Source extract:

++++++

First reported by Couture. Words by: Michelle Orman
The work of Ilium Wing designer, Ama McKinley, is a representation of an exploration of jewelry’s transformational and transcendent capabilities and its profound place in the narrative of cultures throughout history. Drawing on inclinations that she possessed from childhood, as well as her personal journey and life experiences, the collection feels almost pre-ordained, and yet Ama’s path towards making her passion her profession, while organic, was also circuitous. Originally from Chicago, Ama’s parents moved to rural Georgia, where Ama grew up in relative seclusion.
As a kid, Ama could often be found making “potions” out of sticks and mud in her back yard or riding bikes and roughhousing with her 8 boy cousins. Multi-faceted from a young age, she also adored putting on her Sunday best and going to church, and she credits her mom not only for being a source of strength, discipline and empowerment, but also for teaching her how to be a lady. As a teenager, Ama threw herself into a life that involved her school, church and community choirs, marching band, drama school, Spanish Honor Society and every sort of summer camp, often navigating these spaces as the only Black person in the room. Despite the whirlwind she surrounded herself in, there always existed in Ama a stillness, a deep connection to herself, which she would manifest in stringing beads and crafting lanyards.
Well on a path of world-domination, while studying for her MBA, Ama was introduced to the Lucumi/Ifa African spiritual traditions. She began working with Elders and priestesses, learning about the sun, moon and stars, crystals and pattern making, the divine feminine. Discovering Orisha provided a vessel for her spirituality, and the waist beads that she felt divined to make became the prescription for a challenging moment in which she found herself. Wearing waist beads, blessed by the Elders, who would tie these beads of intentional patterns on her waist, Ama became more aware of her body, she learned how to treat herself, how to slow down.
A series of life events and pivotal moments once again pulled Ama away from her calling, then back again towards it. She eventually began taking courses in jewelry making and metalsmithing, becoming an apprentice to help hone her craft. The world suddenly turning on its axis at the start of the pandemic was a seminal moment for Ama, and she leveraged the forced time and space to take a leap of faith and launch Ilium Wing.
Her COUTURE debut will mark an introduction to our community to an entirely new type of jewelry. Her waist beads tell the story of jewelry’s place in history; a regal girdle of an Egyptian princess, surviving thousands of years, is currently on display in the Metropolitan Museum of Art. Expanding on her principal collection she will showcase more classic pieces, all maintaining the brand’s core ethos of Divine Femininity. She will also unveil pieces that incorporate humankind’s first jewelry, natural bone, sustainably and ethically reclaimed from Africa and Southeast Asia.

++++++

Required action A: How would you render this sentence from the Ilium Wing profile in Spanish: "She eventually began taking courses in jewelry making and metalsmithing, becoming an apprentice to help hone her craft."
Required action B: Which activities does the Ilium Wing profile say Ama threw herself into as a teenager? List all of them.
Required action C: Pull out the passage of the Ilium Wing profile from "A series of" up to and including "launch Ilium Wing.".

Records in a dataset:
++++++

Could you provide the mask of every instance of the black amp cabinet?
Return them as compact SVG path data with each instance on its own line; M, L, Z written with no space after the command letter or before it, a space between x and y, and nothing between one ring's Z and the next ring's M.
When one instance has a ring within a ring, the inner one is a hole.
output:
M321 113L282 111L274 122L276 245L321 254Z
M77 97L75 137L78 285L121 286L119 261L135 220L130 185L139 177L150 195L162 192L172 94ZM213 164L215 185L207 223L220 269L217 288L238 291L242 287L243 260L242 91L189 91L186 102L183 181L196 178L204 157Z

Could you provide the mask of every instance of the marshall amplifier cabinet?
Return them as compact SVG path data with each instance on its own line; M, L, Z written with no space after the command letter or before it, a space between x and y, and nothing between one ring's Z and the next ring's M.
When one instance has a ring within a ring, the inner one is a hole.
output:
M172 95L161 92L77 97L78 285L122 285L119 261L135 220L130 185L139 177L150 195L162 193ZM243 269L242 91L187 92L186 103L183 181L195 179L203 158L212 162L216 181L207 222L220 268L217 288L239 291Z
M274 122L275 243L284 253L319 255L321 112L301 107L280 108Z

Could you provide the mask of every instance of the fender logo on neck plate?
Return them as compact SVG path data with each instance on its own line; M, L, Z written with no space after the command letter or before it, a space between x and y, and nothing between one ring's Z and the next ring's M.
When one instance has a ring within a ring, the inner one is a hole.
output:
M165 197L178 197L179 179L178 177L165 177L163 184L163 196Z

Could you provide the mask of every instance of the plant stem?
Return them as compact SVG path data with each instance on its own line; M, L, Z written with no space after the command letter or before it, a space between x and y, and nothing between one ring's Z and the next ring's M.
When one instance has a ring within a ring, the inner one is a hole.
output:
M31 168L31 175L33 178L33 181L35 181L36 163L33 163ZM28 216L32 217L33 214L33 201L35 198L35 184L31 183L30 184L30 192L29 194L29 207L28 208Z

++++++

Exercise solution A: Con el tiempo, comenzó a tomar cursos de joyería y trabajo en metal, y se convirtió en aprendiz para perfeccionar su oficio.

Exercise solution B:
- School, church and community choirs
- Marching band
- Drama school
- Spanish Honor Society
- Every sort of summer camp

Exercise solution C:
A series of life events and pivotal moments once again pulled Ama away from her calling, then back again towards it. She eventually began taking courses in jewelry making and metalsmithing, becoming an apprentice to help hone her craft. The world suddenly turning on its axis at the start of the pandemic was a seminal moment for Ama, and she leveraged the forced time and space to take a leap of faith and launch Ilium Wing.